Stated task. Convert the lines below into a two-column CSV with the headers "prompt" and "boxes". Make one row for each line that starts with "Circle every", putting that line under "prompt" and the lines after it, up to the next such line, under "boxes" joined by spaces, with every field in double quotes.
START Source records
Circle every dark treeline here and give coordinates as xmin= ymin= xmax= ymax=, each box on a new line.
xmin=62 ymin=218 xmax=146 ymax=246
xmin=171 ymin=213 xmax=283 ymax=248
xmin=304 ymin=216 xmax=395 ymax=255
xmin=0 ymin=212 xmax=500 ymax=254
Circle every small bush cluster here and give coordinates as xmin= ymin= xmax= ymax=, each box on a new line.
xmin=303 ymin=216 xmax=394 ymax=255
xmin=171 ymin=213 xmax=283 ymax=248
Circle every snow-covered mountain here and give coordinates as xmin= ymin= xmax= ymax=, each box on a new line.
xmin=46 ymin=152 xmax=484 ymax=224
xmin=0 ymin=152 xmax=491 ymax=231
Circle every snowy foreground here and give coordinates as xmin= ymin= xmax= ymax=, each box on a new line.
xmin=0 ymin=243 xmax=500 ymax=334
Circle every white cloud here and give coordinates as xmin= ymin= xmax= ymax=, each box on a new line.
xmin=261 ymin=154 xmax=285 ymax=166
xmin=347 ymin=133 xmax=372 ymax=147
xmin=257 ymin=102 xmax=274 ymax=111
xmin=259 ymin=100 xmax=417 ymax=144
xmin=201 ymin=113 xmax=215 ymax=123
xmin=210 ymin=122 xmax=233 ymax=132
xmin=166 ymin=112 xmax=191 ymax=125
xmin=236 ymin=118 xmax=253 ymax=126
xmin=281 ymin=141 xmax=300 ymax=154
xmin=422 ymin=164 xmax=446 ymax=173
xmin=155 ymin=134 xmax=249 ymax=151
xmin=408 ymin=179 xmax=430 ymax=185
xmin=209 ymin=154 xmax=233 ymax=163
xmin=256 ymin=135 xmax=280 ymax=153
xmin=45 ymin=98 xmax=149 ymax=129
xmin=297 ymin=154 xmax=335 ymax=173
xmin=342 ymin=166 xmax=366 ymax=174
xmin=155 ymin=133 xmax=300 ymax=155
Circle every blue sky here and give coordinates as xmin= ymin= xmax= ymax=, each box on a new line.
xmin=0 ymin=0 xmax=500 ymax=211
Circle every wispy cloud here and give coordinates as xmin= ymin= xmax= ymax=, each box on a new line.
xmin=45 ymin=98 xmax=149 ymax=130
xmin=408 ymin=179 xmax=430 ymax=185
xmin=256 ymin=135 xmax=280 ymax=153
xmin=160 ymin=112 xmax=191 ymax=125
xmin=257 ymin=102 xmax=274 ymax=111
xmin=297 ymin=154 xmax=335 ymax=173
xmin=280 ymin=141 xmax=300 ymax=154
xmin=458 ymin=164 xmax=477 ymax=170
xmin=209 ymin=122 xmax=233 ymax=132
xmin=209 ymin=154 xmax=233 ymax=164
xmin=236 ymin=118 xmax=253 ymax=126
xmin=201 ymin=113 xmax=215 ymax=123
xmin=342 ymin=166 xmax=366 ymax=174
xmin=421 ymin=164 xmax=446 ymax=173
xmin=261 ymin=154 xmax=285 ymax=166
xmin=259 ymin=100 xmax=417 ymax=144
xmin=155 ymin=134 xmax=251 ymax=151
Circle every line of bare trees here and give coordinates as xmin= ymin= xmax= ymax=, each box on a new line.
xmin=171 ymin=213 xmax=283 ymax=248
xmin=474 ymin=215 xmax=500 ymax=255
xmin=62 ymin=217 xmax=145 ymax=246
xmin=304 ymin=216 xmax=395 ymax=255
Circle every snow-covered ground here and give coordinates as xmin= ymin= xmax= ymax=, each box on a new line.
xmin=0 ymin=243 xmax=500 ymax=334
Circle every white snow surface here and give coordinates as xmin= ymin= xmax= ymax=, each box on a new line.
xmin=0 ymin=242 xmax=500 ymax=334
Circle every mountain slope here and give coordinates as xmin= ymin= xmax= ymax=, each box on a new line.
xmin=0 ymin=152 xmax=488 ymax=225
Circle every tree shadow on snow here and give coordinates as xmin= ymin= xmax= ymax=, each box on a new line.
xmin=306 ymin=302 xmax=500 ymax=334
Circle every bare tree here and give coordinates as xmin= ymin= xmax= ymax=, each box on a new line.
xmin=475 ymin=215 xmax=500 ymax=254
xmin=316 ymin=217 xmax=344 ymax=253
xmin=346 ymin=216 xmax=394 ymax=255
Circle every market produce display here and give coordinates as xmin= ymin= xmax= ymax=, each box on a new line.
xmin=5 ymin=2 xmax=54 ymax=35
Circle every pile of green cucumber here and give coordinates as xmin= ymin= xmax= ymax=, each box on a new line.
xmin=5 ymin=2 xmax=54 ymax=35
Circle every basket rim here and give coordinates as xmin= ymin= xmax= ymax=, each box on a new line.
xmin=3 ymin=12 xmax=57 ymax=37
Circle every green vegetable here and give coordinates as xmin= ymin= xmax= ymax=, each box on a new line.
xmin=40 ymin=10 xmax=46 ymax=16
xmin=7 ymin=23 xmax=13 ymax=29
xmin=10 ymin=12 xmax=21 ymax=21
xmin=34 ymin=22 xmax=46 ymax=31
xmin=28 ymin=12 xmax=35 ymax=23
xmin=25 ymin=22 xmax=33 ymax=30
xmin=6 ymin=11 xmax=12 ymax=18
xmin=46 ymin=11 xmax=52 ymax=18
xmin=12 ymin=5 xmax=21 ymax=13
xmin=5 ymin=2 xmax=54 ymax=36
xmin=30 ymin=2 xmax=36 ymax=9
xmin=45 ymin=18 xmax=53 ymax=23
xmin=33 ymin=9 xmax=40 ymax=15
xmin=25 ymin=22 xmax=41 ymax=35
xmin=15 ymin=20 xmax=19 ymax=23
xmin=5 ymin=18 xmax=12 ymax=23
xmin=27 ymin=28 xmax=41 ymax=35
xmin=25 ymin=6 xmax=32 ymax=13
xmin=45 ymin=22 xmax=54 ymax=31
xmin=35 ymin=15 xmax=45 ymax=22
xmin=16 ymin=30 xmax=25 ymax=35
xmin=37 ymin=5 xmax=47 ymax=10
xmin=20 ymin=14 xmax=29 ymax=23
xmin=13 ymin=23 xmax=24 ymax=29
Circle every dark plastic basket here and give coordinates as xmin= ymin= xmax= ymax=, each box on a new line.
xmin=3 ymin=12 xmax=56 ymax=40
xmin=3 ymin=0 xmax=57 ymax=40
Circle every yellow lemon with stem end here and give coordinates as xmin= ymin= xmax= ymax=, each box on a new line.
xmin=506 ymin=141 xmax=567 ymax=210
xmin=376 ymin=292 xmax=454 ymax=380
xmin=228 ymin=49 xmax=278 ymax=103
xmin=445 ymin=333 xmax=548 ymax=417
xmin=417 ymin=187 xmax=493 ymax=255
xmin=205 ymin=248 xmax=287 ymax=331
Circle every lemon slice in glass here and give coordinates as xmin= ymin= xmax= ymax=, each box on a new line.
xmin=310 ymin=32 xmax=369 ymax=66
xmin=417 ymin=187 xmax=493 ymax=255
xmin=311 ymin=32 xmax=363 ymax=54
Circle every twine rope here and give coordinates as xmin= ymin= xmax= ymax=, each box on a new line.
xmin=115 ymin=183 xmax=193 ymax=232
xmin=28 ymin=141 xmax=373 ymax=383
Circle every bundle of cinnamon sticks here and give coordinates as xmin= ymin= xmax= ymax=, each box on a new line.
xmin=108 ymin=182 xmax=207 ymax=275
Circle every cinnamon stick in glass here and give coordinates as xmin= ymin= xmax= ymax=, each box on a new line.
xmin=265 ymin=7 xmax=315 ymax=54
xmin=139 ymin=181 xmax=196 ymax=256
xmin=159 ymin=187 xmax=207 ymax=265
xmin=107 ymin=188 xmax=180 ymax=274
END Source records
Worked solution.
prompt,boxes
"Circle every dark treeline here and give coordinates as xmin= ymin= xmax= ymax=, each box on a new line.","xmin=62 ymin=218 xmax=146 ymax=246 xmin=171 ymin=213 xmax=283 ymax=248 xmin=304 ymin=216 xmax=395 ymax=255 xmin=0 ymin=212 xmax=500 ymax=254"
"Circle every small bush cluster here and give coordinates as xmin= ymin= xmax= ymax=, each box on a new line.","xmin=303 ymin=216 xmax=394 ymax=255 xmin=171 ymin=213 xmax=283 ymax=248"
"Circle every snow-covered mountain here and give coordinates as xmin= ymin= xmax= ymax=, each box on a new line.","xmin=46 ymin=152 xmax=484 ymax=224 xmin=0 ymin=152 xmax=491 ymax=231"
"Circle every snowy foreground here and give coordinates as xmin= ymin= xmax= ymax=, each box on a new line.","xmin=0 ymin=243 xmax=500 ymax=334"
"Circle every white cloud here and give coordinates as xmin= ymin= xmax= ymax=, each box on a new line.","xmin=261 ymin=154 xmax=285 ymax=166 xmin=347 ymin=133 xmax=372 ymax=147 xmin=257 ymin=102 xmax=274 ymax=111 xmin=259 ymin=100 xmax=417 ymax=144 xmin=201 ymin=113 xmax=215 ymax=123 xmin=210 ymin=122 xmax=233 ymax=132 xmin=166 ymin=112 xmax=191 ymax=125 xmin=236 ymin=118 xmax=253 ymax=126 xmin=281 ymin=141 xmax=300 ymax=154 xmin=422 ymin=164 xmax=446 ymax=173 xmin=155 ymin=134 xmax=249 ymax=151 xmin=408 ymin=179 xmax=430 ymax=185 xmin=209 ymin=154 xmax=233 ymax=163 xmin=256 ymin=135 xmax=280 ymax=153 xmin=45 ymin=98 xmax=149 ymax=129 xmin=297 ymin=154 xmax=335 ymax=173 xmin=342 ymin=166 xmax=366 ymax=174 xmin=155 ymin=133 xmax=300 ymax=155"
"Circle every blue sky here and give coordinates as xmin= ymin= xmax= ymax=, each box on a new line.","xmin=0 ymin=0 xmax=500 ymax=211"
"Circle every wispy cloud here and give coordinates as xmin= ymin= xmax= ymax=, each box on a new line.","xmin=45 ymin=98 xmax=149 ymax=130 xmin=408 ymin=179 xmax=430 ymax=185 xmin=256 ymin=135 xmax=280 ymax=153 xmin=160 ymin=112 xmax=191 ymax=125 xmin=257 ymin=102 xmax=274 ymax=111 xmin=297 ymin=154 xmax=335 ymax=173 xmin=280 ymin=141 xmax=300 ymax=154 xmin=458 ymin=164 xmax=477 ymax=170 xmin=209 ymin=122 xmax=233 ymax=132 xmin=209 ymin=154 xmax=233 ymax=164 xmin=236 ymin=118 xmax=253 ymax=126 xmin=201 ymin=113 xmax=215 ymax=123 xmin=342 ymin=166 xmax=366 ymax=174 xmin=421 ymin=164 xmax=446 ymax=173 xmin=261 ymin=154 xmax=285 ymax=166 xmin=259 ymin=100 xmax=417 ymax=144 xmin=155 ymin=134 xmax=251 ymax=151"
"Circle every line of bare trees here and give coordinates as xmin= ymin= xmax= ymax=, each box on a new line.","xmin=171 ymin=213 xmax=283 ymax=248 xmin=474 ymin=215 xmax=500 ymax=255 xmin=62 ymin=217 xmax=145 ymax=246 xmin=304 ymin=216 xmax=395 ymax=255"
"Circle every snow-covered ground here and give coordinates as xmin= ymin= xmax= ymax=, each box on a new line.","xmin=0 ymin=243 xmax=500 ymax=334"
"Circle every white snow surface here and give coordinates as xmin= ymin= xmax= ymax=, each box on a new line.","xmin=0 ymin=242 xmax=500 ymax=334"
"Circle every mountain slope here and give coordinates as xmin= ymin= xmax= ymax=, each box on a new line.","xmin=0 ymin=152 xmax=488 ymax=225"
"Circle every tree shadow on snow here and give coordinates as xmin= ymin= xmax= ymax=, each box on a new line.","xmin=306 ymin=302 xmax=500 ymax=334"
"Circle every bare tree here and give coordinates as xmin= ymin= xmax= ymax=, each box on a new line.","xmin=475 ymin=215 xmax=500 ymax=254 xmin=316 ymin=217 xmax=344 ymax=253 xmin=346 ymin=216 xmax=394 ymax=255"
"Circle every market produce display here and give coordinates as xmin= ymin= xmax= ymax=, each box on a new line.","xmin=5 ymin=2 xmax=54 ymax=35"
"Circle every pile of green cucumber here and give coordinates as xmin= ymin= xmax= ymax=, each box on a new line.","xmin=5 ymin=2 xmax=54 ymax=35"
"Circle every basket rim here and give coordinates as xmin= ymin= xmax= ymax=, each box on a new line.","xmin=3 ymin=12 xmax=57 ymax=37"
"Circle every green vegetable here and give coordinates as xmin= ymin= xmax= ymax=, each box on a new line.","xmin=40 ymin=10 xmax=46 ymax=16 xmin=7 ymin=23 xmax=13 ymax=29 xmin=10 ymin=12 xmax=21 ymax=21 xmin=34 ymin=22 xmax=46 ymax=31 xmin=28 ymin=12 xmax=35 ymax=23 xmin=25 ymin=22 xmax=33 ymax=30 xmin=6 ymin=11 xmax=12 ymax=18 xmin=46 ymin=11 xmax=52 ymax=18 xmin=12 ymin=5 xmax=21 ymax=13 xmin=5 ymin=2 xmax=54 ymax=36 xmin=30 ymin=2 xmax=36 ymax=9 xmin=45 ymin=18 xmax=53 ymax=23 xmin=33 ymin=9 xmax=40 ymax=15 xmin=25 ymin=22 xmax=41 ymax=35 xmin=15 ymin=20 xmax=19 ymax=23 xmin=5 ymin=18 xmax=12 ymax=23 xmin=27 ymin=28 xmax=41 ymax=35 xmin=25 ymin=6 xmax=32 ymax=13 xmin=45 ymin=22 xmax=54 ymax=31 xmin=35 ymin=15 xmax=45 ymax=22 xmin=16 ymin=30 xmax=25 ymax=35 xmin=37 ymin=5 xmax=47 ymax=10 xmin=20 ymin=14 xmax=29 ymax=23 xmin=13 ymin=23 xmax=24 ymax=29"
"Circle every dark plastic basket here and give coordinates as xmin= ymin= xmax= ymax=, each box on a new line.","xmin=3 ymin=12 xmax=56 ymax=40 xmin=3 ymin=0 xmax=57 ymax=40"
"Circle every yellow lemon with stem end here and give coordinates as xmin= ymin= xmax= ymax=, each box on a new line.","xmin=506 ymin=141 xmax=567 ymax=210 xmin=376 ymin=292 xmax=454 ymax=380 xmin=228 ymin=49 xmax=278 ymax=103 xmin=445 ymin=333 xmax=548 ymax=417 xmin=417 ymin=187 xmax=493 ymax=255 xmin=205 ymin=248 xmax=287 ymax=331"
"Circle every lemon slice in glass here and give coordinates as xmin= ymin= xmax= ymax=, each box on a new line.","xmin=310 ymin=32 xmax=369 ymax=66 xmin=417 ymin=187 xmax=493 ymax=255 xmin=311 ymin=32 xmax=363 ymax=54"
"Circle every twine rope here and give coordinates as xmin= ymin= xmax= ymax=, each box on a new line.","xmin=115 ymin=183 xmax=193 ymax=232 xmin=28 ymin=141 xmax=373 ymax=383"
"Circle every bundle of cinnamon sticks here and give coordinates as xmin= ymin= xmax= ymax=, each box on a new line.","xmin=108 ymin=182 xmax=207 ymax=275"
"Circle every cinnamon stick in glass here and give coordinates as xmin= ymin= xmax= ymax=, each box on a new line.","xmin=265 ymin=7 xmax=315 ymax=54 xmin=139 ymin=181 xmax=196 ymax=256 xmin=159 ymin=187 xmax=207 ymax=265 xmin=107 ymin=188 xmax=180 ymax=274"